start Data in this exercise

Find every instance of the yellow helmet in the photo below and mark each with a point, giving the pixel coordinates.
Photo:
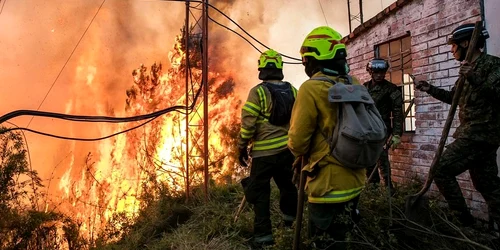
(270, 59)
(323, 43)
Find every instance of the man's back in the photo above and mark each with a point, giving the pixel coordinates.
(480, 101)
(388, 99)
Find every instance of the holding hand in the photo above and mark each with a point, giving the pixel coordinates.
(395, 141)
(466, 69)
(422, 86)
(243, 157)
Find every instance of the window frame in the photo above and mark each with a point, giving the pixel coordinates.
(400, 62)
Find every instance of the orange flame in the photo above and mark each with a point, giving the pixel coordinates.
(112, 179)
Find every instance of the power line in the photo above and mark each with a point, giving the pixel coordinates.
(72, 52)
(76, 138)
(244, 38)
(320, 5)
(151, 117)
(1, 10)
(234, 22)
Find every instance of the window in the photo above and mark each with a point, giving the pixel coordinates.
(398, 53)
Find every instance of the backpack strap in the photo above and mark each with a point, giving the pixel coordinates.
(262, 99)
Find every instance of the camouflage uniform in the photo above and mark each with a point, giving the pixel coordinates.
(476, 139)
(388, 99)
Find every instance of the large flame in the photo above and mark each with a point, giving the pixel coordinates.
(111, 180)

end Data in this exercise

Arrange all of the entries above as a JSON list of strings, with one string for each line and no blank lines. Leave the pictures out.

[
  "Find every instance of the yellow helmet in the photo below and mark each with a point, giving the pixel coordinates.",
  "Photo:",
  "(270, 59)",
  "(323, 43)",
  "Find every instance of the man's back in the photo above and mark each with a point, giving the pixel coordinates.",
  "(480, 101)",
  "(388, 99)",
  "Find every instance of the holding hand in the photo above and mark each with a point, giving the pixel coordinates.",
  "(395, 141)",
  "(466, 69)",
  "(422, 86)",
  "(243, 157)",
  "Find every instance of the window frame in the photo above and mark each with a point, giving the pixel coordinates.",
  "(400, 62)",
  "Find every instance of the orange flame in the photo above and mark each with a point, giving the pixel coordinates.",
  "(112, 179)",
  "Find every instance of the power line in the photo above and mark each with a point, giving the pixel coordinates.",
  "(72, 52)",
  "(76, 138)",
  "(244, 38)",
  "(320, 5)",
  "(151, 117)",
  "(1, 10)",
  "(234, 22)",
  "Find every instance of the window in the photo above and mark each with a point, giving the pixel coordinates.",
  "(398, 53)",
  "Find every instance of the backpack strap in the photo above and mark each with a point, giving the pixel coordinates.",
  "(262, 99)",
  "Find every instance of the camouflage uniform in the photo above and mark each with a point, giving the pixel coordinates.",
  "(476, 139)",
  "(388, 99)",
  "Find every instance of the large flame in the photo above and mark each with a point, giving the pixel coordinates.",
  "(111, 180)"
]